BEGIN Data excerpts

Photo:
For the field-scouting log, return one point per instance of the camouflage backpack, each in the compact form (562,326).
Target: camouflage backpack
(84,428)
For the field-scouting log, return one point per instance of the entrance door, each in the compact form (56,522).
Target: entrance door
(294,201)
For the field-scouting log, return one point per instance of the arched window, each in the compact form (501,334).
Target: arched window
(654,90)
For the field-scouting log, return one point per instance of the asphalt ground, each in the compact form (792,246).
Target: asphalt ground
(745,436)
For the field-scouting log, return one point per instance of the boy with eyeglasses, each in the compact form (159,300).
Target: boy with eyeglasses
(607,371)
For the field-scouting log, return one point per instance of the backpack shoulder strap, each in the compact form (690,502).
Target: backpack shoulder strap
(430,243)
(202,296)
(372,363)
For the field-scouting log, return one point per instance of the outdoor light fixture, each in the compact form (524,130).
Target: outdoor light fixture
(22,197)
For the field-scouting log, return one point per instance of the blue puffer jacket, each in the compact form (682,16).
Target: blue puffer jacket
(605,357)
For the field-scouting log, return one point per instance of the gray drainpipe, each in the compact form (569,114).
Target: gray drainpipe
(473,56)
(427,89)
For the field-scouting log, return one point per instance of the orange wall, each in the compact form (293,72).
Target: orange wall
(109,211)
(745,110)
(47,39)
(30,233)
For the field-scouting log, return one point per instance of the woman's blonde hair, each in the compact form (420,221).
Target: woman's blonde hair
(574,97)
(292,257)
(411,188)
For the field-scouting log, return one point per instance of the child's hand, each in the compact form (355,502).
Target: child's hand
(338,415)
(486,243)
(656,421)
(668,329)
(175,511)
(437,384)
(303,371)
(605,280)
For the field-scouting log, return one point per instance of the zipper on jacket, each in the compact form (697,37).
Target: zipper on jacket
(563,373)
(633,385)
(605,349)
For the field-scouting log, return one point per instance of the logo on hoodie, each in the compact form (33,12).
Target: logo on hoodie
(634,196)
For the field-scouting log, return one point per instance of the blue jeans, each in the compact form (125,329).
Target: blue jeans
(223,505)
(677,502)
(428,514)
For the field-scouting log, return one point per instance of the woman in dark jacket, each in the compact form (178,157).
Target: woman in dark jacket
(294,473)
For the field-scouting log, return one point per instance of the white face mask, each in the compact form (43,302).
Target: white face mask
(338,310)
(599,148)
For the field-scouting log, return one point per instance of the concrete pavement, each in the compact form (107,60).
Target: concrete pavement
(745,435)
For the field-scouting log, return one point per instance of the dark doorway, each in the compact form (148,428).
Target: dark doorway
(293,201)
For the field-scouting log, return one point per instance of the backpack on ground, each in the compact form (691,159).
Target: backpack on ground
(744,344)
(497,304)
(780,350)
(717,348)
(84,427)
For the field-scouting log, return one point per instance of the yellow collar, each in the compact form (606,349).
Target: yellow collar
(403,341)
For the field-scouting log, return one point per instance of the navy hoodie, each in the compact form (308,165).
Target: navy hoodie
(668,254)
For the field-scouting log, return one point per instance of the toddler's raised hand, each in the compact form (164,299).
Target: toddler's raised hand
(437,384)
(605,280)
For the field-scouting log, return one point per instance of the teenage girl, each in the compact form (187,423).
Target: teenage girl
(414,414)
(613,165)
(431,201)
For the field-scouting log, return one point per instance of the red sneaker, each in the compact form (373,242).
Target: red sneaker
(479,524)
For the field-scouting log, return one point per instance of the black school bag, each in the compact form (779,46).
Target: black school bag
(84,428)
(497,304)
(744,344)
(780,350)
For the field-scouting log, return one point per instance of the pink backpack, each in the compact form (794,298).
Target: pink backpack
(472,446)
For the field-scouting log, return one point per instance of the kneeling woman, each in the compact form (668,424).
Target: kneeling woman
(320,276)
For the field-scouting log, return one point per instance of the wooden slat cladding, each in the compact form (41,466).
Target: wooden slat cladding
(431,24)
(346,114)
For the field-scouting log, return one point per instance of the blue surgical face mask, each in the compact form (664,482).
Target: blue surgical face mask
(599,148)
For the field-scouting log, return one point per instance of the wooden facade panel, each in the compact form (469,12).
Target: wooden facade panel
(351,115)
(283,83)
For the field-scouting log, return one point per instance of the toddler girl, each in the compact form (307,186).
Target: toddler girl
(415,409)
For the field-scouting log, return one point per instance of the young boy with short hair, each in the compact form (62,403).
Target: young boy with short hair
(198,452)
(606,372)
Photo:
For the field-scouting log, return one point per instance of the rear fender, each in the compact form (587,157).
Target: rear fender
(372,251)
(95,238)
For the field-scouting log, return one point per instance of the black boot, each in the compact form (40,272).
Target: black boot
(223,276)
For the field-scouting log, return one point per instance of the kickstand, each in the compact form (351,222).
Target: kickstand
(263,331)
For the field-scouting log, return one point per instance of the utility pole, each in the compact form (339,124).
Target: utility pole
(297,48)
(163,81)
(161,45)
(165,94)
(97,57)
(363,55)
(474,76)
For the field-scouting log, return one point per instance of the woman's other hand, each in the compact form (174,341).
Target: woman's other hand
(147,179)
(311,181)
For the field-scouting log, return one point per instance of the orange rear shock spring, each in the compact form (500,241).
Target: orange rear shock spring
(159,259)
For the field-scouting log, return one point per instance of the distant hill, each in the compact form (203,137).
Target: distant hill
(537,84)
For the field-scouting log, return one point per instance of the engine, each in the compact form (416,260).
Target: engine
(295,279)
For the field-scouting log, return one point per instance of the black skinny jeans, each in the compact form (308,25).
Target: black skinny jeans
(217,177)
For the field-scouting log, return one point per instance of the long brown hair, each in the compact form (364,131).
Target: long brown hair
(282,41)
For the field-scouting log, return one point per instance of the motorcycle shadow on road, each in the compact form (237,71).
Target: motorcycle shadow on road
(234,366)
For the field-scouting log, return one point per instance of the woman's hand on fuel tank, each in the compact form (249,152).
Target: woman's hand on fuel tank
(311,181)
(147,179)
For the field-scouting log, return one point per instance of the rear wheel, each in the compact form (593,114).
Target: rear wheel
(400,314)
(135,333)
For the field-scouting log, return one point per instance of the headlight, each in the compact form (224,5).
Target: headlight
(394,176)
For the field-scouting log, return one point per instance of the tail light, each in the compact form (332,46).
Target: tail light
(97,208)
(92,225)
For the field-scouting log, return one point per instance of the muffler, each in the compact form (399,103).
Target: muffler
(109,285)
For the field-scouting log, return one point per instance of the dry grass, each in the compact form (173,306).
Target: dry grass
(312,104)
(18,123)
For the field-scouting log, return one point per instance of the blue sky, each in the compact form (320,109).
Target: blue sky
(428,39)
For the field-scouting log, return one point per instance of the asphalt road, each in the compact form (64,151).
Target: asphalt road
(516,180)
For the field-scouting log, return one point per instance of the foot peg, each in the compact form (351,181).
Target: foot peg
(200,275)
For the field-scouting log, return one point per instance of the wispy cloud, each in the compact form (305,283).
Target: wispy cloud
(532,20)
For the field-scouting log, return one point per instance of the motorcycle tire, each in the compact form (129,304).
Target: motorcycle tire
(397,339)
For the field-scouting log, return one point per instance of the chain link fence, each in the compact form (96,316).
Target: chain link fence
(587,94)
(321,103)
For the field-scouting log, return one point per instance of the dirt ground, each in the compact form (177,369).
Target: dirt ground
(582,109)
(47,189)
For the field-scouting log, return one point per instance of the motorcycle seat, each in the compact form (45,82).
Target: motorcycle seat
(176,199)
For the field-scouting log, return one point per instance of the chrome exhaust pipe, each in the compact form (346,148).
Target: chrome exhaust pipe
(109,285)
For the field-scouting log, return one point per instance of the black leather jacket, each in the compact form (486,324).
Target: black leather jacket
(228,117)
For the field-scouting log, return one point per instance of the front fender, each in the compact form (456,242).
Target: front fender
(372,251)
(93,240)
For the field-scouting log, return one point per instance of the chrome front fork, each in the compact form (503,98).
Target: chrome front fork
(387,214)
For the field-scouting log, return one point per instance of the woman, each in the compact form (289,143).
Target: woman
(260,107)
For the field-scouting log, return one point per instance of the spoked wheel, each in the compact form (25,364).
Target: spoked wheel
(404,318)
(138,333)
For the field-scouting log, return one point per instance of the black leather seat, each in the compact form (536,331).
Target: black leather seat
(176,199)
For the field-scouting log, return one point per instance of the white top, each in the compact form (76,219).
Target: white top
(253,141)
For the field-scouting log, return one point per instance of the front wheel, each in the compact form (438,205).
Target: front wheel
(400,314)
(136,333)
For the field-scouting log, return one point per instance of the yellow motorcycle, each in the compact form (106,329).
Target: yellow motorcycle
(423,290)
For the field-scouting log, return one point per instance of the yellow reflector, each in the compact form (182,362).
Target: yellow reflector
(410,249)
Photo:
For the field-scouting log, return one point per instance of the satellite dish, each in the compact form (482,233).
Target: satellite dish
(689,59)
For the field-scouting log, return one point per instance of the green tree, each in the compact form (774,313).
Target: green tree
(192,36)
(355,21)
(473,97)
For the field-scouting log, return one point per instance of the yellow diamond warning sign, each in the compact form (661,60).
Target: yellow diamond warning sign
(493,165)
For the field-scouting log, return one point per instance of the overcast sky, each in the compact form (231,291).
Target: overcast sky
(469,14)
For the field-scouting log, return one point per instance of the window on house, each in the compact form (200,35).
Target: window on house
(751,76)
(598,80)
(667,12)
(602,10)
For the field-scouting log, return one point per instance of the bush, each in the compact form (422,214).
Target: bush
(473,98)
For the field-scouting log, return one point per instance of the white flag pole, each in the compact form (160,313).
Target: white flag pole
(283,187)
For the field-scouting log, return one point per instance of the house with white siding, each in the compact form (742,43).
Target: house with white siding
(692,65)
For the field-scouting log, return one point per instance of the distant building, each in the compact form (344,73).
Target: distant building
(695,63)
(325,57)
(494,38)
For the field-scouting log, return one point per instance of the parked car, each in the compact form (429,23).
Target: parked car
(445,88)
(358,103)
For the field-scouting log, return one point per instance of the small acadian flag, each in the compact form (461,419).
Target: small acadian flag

END Data excerpts

Exercise: Give back the lines of the listing from the one with "compact form (344,73)." through the end, both included, exactly as written and with nothing added.

Final answer:
For the field-scouting log, return one point per instance of the distant building, each in the compact form (344,73).
Target: distant building
(695,63)
(325,57)
(494,38)
For the field-scouting log, return one point per instance of the parked car, each in the compact form (429,23).
Target: parked car
(445,88)
(358,103)
For the field-scouting log, return one point per instance of the small acadian flag, each in the compact form (461,419).
Target: small acadian flag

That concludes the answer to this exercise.